==== SOURCE EXCERPT

A relationship needs common ground, and to be so liberal in abandoning our fundamental values and accepting all is naivety. Because at some point, there will be a clash. There will be friction. There will be ways you will want to raise your kids together on certain belief systems.
My entire day is often a dialogue between my mind, my spirit, God, my higher consciousness, and others. To be with an atheist has proven to be, quite frankly, boring. Sure the conversation can be stimulating, but what I’ve realised lately is that there is an expiry date on that. When a person deep down has no connection to the deeper mysteries of life, the humbling effects of prayer, and the inner peace and wisdom that comes from connecting to a higher power, I find that they can often be one-dimensional. Conversations become boring after the sparks wear off and the true test of a relationship begins.
If a man has no faith nor an open heart for the mystery and wonder of creation, but simply sees life as an indulgent ride, I am not interested.
If a man works and makes day-to-day choices that only serve him and not the greater good, I am not interested.
If a man sees himself as the center of his own universe, rather than the fact that he is just a guest on this planet, I am not interested.
In the words of Bob Dylan, “And but for the sky there are no fences facing.” I cannot be with a man who thinks there’s a metaphorical fence between the earth and the sky, that there are purely scientific conclusions to be drawn about why we are here on this earth. I want to be with someone who believes that there’s no barrier between his deepest self and the vast unknown. A man who integrates both science and mysticism, to me, is a well-balanced man.
It’s a man who sees the divinity in himself and in others. He holds life in a sacred way. He acts on purpose, vision, and virtue. He is a man who feels connected to the world, and to his internal world. He is a man who makes choices based on the belief in something bigger than himself. I do not search for a man who prescribes to any specific religion, but I search for a man with this spiritual heart.
May we all find what we are looking for, and may it be a resounding yes to all that constitutes a fulfilling life.

========

▸ STATED EXERCISE:
From the essay on faith in relationships, pull out the part that begins with the words containing "My entire day" and ends with "ride, I am not interested.", copying it word for word.

==== DATA SECTION

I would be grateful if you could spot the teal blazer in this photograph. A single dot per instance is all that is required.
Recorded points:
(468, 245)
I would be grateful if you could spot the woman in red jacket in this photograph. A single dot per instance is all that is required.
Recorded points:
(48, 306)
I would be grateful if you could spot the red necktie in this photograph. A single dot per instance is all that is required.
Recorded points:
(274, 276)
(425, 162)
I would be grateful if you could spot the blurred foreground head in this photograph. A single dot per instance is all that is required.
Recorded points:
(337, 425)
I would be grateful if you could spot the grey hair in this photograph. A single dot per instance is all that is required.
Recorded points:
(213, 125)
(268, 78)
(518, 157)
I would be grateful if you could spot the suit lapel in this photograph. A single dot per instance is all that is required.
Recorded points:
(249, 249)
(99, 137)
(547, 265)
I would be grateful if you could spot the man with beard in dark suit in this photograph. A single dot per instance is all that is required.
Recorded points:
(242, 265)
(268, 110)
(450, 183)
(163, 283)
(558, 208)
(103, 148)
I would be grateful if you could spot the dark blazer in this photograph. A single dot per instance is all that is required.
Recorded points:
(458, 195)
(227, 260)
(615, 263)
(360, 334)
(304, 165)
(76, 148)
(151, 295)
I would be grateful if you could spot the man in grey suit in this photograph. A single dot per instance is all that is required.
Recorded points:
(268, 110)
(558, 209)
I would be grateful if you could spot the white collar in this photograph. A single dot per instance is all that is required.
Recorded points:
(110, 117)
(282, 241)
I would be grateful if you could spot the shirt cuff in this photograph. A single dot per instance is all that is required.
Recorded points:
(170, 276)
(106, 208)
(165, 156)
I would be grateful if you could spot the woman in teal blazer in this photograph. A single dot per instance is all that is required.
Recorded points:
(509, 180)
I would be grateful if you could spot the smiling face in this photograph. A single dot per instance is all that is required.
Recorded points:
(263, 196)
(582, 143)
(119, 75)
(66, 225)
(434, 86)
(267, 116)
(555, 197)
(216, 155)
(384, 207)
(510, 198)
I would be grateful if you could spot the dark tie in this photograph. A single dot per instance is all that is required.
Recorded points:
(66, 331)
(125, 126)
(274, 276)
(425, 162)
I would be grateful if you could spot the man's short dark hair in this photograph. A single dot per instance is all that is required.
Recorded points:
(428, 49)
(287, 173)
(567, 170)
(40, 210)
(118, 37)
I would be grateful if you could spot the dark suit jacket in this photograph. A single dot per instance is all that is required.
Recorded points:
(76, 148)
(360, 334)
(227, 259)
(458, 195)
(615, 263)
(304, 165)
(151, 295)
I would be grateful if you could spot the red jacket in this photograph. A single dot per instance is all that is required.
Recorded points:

========

▸ EXPECTED ANSWER:
My entire day is often a dialogue between my mind, my spirit, God, my higher consciousness, and others. To be with an atheist has proven to be, quite frankly, boring. Sure the conversation can be stimulating, but what I’ve realised lately is that there is an expiry date on that. When a person deep down has no connection to the deeper mysteries of life, the humbling effects of prayer, and the inner peace and wisdom that comes from connecting to a higher power, I find that they can often be one-dimensional. Conversations become boring after the sparks wear off and the true test of a relationship begins.
If a man has no faith nor an open heart for the mystery and wonder of creation, but simply sees life as an indulgent ride, I am not interested.